→ **Required action**
When you reach the entries below, transcribe each one exactly as it stands.

→ **Extracted entries**
..............................
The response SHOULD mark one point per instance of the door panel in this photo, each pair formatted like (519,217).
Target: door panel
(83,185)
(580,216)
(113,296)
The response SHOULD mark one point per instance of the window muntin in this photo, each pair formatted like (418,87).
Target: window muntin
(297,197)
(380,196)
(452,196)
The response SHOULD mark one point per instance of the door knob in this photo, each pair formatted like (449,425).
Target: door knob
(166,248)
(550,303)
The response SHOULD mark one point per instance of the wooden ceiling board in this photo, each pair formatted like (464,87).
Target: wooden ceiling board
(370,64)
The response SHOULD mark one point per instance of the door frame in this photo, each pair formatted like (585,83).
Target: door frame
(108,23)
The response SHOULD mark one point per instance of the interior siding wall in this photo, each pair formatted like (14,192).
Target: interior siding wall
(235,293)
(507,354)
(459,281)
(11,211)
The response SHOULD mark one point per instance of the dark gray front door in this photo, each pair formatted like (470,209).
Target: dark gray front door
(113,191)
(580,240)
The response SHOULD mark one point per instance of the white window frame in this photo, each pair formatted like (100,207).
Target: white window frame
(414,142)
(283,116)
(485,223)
..............................
→ **Answer to the exercise**
The response SHOULD mark one point per instance of the door panel in this photo, each pair formatted like (519,217).
Target: door panel
(83,185)
(580,216)
(113,296)
The response SHOULD mark one point per instance of the window muntin in this photo, each pair formatted like (418,87).
Target: window muntin
(297,197)
(380,196)
(452,196)
The response SHOULD mark one point per instance of the door knob in this photo, each pair formatted like (449,425).
Target: door knob
(166,248)
(550,303)
The response SHOULD mark one point per instance of the wooden ceiling board in this photo, each pair formatted like (464,87).
Target: wooden ceiling board
(370,64)
The response SHOULD mark one point per instance of the door frame in this photo, each pair formatted like (585,83).
Target: door frame
(108,23)
The response SHOULD mark one point per instance of the interior siding wall in this photo, each pair formatted like (14,192).
Target: interior siding wall
(235,293)
(507,354)
(459,281)
(11,211)
The response SHOULD mark one point per instance of the dark gray front door in this photo, each pair formatted like (470,209).
Target: dark gray front door
(113,191)
(580,240)
The response SHOULD mark one point per instance of the white window frame in this photo, each pair formatted like (100,207).
Target: white window frame
(414,142)
(283,116)
(485,223)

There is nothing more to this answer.